Problem statement -
In the entries below, the word "every" appears on some lines. Copy each of those lines.

The data -
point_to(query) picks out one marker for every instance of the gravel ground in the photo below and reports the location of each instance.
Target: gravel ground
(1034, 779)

==

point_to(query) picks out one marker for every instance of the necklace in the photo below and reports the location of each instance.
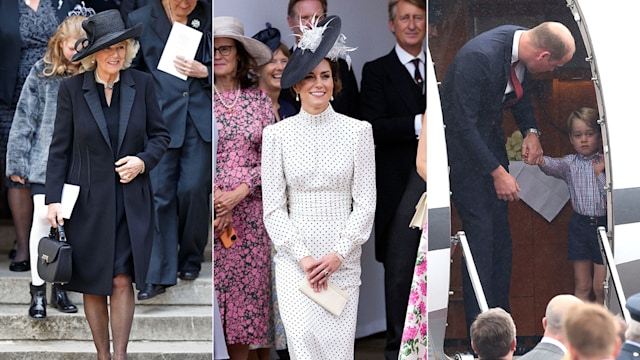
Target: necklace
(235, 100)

Response for this exercise -
point_to(query) picks out one marker for every instance of the gravel ground in the photo below and reports the location of each instance.
point_to(query) picks out one marker for every instance of the necklace in the photo below and reports the location of each instance.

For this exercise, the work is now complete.